WHAT YOU SHOULD DO: Carry on the account of the McGill and Concordia study on stress and heart health, starting right after its last sentence.

DOCUMENT PASSAGE:
Content starts
The findings support sex-specific effects of stress on cardiovascular health and suggest that risk assessment should include psychosocial factors and mental wellbeing.
Judy Luu is assistant professor at the Division of Clinical and Translational Research at McGill Faculty of Medicine.
She said: “From an epidemiological point of view, we have known for about two decades that stress is an important risk factor in cardiovascular health for people born female.
“But with this research stream, we’re really aiming to understand how stress physiologically impacts the heart.”
Cardiac MRI measures T1 and T2 in heart muscle, signals related to tissue composition and water; higher values can indicate early disease.
The study, conducted by researchers from McGill and Concordia universities in Canada, examined MRI heart scans of 219 adults aged 43 to 65, about half of whom were female.
The scans assessed T1 and T2 markers linked to early cardiac disease.
Participants were divided into two groups: those with at least one cardiovascular risk factor (such as diabetes, hypertension or smoking) but no heart disease, and healthy controls.
Content ends
PROVIDED INFORMATION:
Content starts
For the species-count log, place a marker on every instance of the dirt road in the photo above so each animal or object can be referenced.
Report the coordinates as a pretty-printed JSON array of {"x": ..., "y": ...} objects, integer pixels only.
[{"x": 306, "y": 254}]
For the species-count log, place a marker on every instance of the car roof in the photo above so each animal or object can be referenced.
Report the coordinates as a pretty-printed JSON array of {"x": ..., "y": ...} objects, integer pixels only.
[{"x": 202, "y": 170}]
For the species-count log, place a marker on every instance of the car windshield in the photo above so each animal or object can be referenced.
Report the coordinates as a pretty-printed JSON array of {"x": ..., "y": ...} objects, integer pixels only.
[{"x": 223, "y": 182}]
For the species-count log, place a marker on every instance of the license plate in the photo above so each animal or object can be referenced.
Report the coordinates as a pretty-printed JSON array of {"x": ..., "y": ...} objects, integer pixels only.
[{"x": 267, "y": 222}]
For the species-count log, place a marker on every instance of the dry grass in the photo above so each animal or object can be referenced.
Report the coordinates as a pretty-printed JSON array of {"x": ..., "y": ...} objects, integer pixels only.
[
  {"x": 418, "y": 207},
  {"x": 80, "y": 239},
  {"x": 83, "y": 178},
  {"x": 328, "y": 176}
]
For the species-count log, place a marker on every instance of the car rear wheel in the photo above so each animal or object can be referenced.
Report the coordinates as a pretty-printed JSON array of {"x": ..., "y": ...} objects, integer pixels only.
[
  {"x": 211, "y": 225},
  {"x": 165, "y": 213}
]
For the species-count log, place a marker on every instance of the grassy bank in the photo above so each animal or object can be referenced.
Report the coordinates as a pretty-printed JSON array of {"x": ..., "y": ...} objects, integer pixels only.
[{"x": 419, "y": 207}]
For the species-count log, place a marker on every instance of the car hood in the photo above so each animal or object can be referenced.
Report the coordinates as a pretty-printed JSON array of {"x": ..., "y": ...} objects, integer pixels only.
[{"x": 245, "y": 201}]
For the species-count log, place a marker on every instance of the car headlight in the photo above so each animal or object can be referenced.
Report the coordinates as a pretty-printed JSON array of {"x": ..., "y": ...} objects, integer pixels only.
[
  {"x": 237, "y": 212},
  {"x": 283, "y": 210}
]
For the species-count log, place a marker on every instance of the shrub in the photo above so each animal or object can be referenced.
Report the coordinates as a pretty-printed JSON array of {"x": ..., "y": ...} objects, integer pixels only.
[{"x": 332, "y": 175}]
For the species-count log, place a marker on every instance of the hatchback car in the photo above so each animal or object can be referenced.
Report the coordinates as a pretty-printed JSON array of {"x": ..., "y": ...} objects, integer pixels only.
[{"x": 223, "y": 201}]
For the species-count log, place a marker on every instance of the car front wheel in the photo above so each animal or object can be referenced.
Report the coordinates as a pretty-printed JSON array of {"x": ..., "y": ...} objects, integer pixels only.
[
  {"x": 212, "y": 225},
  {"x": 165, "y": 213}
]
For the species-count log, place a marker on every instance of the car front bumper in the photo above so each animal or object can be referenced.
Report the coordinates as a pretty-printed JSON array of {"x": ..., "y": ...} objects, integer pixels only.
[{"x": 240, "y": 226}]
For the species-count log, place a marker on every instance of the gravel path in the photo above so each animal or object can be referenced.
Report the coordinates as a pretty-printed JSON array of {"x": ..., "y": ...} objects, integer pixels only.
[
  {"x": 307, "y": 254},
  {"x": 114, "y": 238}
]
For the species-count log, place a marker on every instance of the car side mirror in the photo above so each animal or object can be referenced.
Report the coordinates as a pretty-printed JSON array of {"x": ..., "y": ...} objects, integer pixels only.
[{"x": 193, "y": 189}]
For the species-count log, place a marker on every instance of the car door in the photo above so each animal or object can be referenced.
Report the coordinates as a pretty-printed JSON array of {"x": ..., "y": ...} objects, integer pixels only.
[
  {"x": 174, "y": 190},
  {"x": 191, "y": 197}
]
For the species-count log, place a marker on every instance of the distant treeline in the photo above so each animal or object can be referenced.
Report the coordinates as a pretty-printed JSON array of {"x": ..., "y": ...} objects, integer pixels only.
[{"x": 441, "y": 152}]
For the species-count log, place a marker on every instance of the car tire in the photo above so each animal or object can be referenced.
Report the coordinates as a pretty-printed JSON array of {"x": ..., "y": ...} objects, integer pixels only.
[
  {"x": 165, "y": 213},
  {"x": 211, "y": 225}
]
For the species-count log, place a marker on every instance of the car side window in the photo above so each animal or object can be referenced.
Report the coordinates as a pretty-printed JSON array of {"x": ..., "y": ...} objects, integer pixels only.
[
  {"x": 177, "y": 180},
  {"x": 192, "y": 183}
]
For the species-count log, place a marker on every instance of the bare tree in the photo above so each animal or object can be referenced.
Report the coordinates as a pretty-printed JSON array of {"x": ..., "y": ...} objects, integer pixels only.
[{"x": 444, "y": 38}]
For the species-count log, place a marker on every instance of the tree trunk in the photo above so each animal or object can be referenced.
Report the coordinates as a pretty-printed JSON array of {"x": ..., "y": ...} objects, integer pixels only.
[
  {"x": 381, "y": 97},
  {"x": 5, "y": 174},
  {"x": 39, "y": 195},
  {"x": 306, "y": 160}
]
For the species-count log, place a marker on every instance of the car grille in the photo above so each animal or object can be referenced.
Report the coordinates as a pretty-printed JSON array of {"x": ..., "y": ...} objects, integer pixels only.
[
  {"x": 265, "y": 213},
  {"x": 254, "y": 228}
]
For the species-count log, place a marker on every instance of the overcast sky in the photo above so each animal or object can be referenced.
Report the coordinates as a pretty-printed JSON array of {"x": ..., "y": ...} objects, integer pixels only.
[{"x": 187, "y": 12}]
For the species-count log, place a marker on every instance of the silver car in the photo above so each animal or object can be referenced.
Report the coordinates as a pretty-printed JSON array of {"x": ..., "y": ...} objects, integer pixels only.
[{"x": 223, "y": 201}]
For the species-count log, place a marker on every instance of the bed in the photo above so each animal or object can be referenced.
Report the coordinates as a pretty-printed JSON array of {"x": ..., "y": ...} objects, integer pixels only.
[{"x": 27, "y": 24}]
Content ends
ANSWER FOR THIS EXERCISE:
In both groups, women reporting high psychosocial stress had significantly higher T1 values than low-stress women.
T2 was also higher in the at-risk group only. No significant differences were seen between high- and low-stress men.
She added that the sex differences observed are not only a social question, but also a biological question.
Luu said: “Research points to the fact that there are biological differences in the way females physically handle stress.”
The next phase of the research will focus on blood markers and other biological explanations, such as hormones.
The team hopes the work can lead to better interventions to advance women’s heart health.